> Excerpt
Core storage alerts – Virtuozzo Hybrid Infrastructure

Metadata service alerts

Not enough metadata disks

Cluster “<cluster_name>” has only one MDS. There is only one disk with the metadata role at the moment. Losing this disk will completely destroy all cluster data irrespective of the redundancy schema.

critical

Cluster “<cluster_name>” requires more disks with the metadata role. Losing one more MDS will halt cluster operation.

warning

Configuration warning

Node “<hostname>” has more than one metadata service located on it. It is recommended to have only one metadata service per node. Delete the extra metadata service(s) from this node and create them on other nodes instead.

warning

Cluster “<cluster_name>” has four metadata services. This configuration slows down the cluster performance and does not improve its availability. For a cluster of four nodes, it is enough to configure three MDSes. Delete an extra MDS from one of the cluster nodes.

Cluster “<cluster_name>” has more than five metadata services. This configuration slows down the cluster performance and does not improve its availability. For a large cluster, it is enough to configure five MDSes. Delete extra MDSes from the cluster nodes.

Service failed

Metadata service #<id> is in the “<status>” state. Node: <hostname>. Disk: <disk_name>. Disk serial: <disk_serial>.

warning

Metadata disk is out of space

Metadata disk on node “<hostname>” is running out of space.

warning

Metadata service has high CPU usage

Metadata service on <node> has CPU usage higher than 80%. The service may be overloaded.

warning

Metadata service has high commit latency

Metadata service on <node> has the 95th percentile latency higher than 1 second.

warning

Metadata service has critically high commit latency

Metadata service on <node> has the 95th percentile latency higher than 5 seconds.

critical

Cluster has unavailable metadata services

Some metadata services are offline or have failed. Check and restart them.

Shape boundary entries

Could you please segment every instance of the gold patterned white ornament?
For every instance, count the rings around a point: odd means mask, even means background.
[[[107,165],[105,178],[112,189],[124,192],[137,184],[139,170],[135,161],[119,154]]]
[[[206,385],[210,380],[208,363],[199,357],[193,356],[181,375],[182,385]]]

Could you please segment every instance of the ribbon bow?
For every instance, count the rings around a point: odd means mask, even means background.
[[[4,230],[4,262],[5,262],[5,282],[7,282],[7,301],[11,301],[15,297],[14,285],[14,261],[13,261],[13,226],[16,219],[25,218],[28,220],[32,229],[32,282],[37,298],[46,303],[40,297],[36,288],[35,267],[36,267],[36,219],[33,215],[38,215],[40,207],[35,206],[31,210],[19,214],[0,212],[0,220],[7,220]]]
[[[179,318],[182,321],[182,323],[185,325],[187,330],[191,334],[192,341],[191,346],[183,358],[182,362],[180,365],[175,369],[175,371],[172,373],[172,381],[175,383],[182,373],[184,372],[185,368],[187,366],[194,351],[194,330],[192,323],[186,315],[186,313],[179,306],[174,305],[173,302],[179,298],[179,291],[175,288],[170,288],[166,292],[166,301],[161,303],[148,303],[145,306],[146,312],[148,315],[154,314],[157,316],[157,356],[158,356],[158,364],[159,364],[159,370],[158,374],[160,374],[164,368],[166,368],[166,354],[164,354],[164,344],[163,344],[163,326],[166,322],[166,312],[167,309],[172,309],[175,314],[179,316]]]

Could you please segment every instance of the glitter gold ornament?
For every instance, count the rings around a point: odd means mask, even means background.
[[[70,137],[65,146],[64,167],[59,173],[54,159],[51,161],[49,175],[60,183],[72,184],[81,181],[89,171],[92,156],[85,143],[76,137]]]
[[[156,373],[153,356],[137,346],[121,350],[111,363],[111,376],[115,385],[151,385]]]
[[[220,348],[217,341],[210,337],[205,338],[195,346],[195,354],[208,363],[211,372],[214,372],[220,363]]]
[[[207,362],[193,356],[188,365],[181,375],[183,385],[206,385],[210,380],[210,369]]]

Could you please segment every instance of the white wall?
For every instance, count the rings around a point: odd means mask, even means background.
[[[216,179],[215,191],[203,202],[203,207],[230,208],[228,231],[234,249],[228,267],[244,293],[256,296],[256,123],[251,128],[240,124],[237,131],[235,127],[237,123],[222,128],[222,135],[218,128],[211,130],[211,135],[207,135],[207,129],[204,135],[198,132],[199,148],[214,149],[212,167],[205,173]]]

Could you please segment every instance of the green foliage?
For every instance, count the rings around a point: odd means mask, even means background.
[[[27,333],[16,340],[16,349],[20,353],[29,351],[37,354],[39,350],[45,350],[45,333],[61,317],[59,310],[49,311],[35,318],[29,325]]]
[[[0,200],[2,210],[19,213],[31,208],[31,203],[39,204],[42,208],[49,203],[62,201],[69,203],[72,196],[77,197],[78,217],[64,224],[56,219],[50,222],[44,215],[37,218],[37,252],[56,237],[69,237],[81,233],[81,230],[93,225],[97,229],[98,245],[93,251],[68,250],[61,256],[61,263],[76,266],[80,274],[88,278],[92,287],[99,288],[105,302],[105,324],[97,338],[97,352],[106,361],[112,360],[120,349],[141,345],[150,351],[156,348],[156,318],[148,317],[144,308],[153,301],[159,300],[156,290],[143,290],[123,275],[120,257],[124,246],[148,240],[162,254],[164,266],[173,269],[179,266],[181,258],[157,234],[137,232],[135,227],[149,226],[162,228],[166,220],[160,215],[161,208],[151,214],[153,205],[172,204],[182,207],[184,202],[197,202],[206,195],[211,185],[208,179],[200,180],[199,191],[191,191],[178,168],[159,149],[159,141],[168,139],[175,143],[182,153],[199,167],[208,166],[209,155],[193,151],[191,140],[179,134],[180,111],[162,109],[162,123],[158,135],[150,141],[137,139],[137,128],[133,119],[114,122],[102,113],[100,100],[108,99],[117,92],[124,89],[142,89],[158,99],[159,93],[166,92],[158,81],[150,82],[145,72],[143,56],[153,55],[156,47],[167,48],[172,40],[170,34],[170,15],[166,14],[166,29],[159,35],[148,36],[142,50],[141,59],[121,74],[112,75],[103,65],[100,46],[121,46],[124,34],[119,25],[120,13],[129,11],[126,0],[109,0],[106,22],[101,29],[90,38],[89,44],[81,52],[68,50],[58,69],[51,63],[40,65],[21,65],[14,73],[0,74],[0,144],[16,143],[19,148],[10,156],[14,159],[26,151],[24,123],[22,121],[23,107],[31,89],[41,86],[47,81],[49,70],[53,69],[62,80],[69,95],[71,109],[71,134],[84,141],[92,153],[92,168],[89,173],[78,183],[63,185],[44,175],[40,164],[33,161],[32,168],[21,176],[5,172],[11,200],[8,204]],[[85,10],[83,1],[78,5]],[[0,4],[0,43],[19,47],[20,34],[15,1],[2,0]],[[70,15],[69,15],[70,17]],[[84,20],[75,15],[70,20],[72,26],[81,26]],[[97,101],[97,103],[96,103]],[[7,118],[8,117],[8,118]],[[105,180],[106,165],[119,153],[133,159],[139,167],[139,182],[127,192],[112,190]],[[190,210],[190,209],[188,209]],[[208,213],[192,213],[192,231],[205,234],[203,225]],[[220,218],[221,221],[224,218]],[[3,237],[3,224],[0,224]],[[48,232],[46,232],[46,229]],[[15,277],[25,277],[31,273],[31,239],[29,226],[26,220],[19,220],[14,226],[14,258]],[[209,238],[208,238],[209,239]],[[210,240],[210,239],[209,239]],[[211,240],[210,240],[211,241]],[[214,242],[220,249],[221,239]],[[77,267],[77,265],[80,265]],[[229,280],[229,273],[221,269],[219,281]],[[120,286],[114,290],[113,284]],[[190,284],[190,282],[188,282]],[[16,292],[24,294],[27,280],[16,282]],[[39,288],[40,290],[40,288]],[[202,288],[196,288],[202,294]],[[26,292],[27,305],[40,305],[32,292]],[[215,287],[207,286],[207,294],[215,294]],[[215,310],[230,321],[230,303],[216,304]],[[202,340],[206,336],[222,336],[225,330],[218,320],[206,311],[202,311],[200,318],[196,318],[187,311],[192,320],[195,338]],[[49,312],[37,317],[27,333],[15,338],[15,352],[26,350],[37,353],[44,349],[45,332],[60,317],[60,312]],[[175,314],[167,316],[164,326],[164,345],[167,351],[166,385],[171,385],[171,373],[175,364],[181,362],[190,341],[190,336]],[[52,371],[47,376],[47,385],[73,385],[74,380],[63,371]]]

> Aim
Please reproduce the storage alerts text word for word, from "Core storage alerts" to "the redundancy schema.".

> The answer
Core storage alerts – Virtuozzo Hybrid Infrastructure

Metadata service alerts

Not enough metadata disks

Cluster “<cluster_name>” has only one MDS. There is only one disk with the metadata role at the moment. Losing this disk will completely destroy all cluster data irrespective of the redundancy schema.